Exercise task =
According to the dividend reinvestment plan text below, what is the most that optional cash payments may total in one calendar year?

** Start Text block **

If I enroll my Non-Voting
Shares in the Plan, are my Common Shares automatically enrolled in the Plan as
well?
No.
Common Shares that you own must be specifically identified on the Enrollment
Form in order to be enrolled in the Plan.
3.
How do I make optional
cash payments?
You
must enroll either your Common Shares or Non-Voting Shares in the Plan in order
to be eligible to make optional cash payments. Initially, a cash payment may be
made when enrolling in the Plan by enclosing a cheque or money order payable to
"Computershare" with the completed Optional Cash Payment Form. An Optional Cash
Payment Form is available on request from the Plan Agent (see contact
information) and is also sent out with the quarterly statement. Please do not
send share certificates, dividend cheques or third party cheques.
After
enrollment, future cash payments may be made by using the Optional Cash Payment
Form, which can be obtained from Computershare or at
telus.com/drisp. For your convenience, the form is also sent out with
the quarterly statement. Again, all cheques or money orders must be payable to
"Computershare".
Optional
cash payment amounts can vary month to month and there is no obligation to make
continuing cash payments. Payments must be a minimum of $100 per transaction,
and must not exceed $20,000 per calendar year. Optional cash payments
received by the Plan Agent during a calendar month (on or prior to the last
business day) will be applied to the purchase from TELUS of Non-Voting Shares
under the Plan on the first business day of the following calendar month. For
your convenience, you may send the Plan Agent a series of post-dated cheques
(dated the last business day of the month) with your Optional Cash Payment
Form.
4.
If I purchase additional
Common Shares or Non-Voting Shares in the future, will the dividends
automatically be reinvested in Non-Voting Shares?
Yes,
if these shares are registered in the exact same name as your other shares that
are already enrolled for dividend reinvestment. If they are not
registered exactly the same, they will not be included in the Plan. Accordingly,
if you want cash dividends on all your Common Shares or Non-Voting Shares to be
reinvested, you must register all these shares in exactly the same name and
enroll each class of shares for dividend reinvestment.

** End Text block **
** Start Provided data **

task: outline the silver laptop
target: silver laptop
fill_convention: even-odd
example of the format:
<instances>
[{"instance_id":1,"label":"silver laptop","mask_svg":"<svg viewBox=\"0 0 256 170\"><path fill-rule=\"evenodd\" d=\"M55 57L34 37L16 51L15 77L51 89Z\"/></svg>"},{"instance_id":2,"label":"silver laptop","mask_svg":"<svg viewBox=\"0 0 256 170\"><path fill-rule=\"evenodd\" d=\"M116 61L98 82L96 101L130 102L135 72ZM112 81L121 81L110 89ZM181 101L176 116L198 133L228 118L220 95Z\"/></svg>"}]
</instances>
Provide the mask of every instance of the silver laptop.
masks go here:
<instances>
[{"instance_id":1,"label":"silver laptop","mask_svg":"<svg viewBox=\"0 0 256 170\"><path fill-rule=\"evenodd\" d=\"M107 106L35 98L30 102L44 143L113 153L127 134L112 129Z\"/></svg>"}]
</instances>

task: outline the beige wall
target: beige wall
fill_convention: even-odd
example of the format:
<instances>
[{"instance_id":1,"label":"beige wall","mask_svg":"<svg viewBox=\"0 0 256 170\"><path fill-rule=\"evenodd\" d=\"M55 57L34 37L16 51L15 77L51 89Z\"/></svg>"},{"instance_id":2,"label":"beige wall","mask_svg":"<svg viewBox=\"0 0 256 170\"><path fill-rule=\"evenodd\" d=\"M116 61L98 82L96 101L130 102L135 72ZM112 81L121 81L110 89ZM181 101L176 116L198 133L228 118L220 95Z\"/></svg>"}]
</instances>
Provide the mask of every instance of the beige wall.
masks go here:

** End Provided data **

Answer below =
$20,000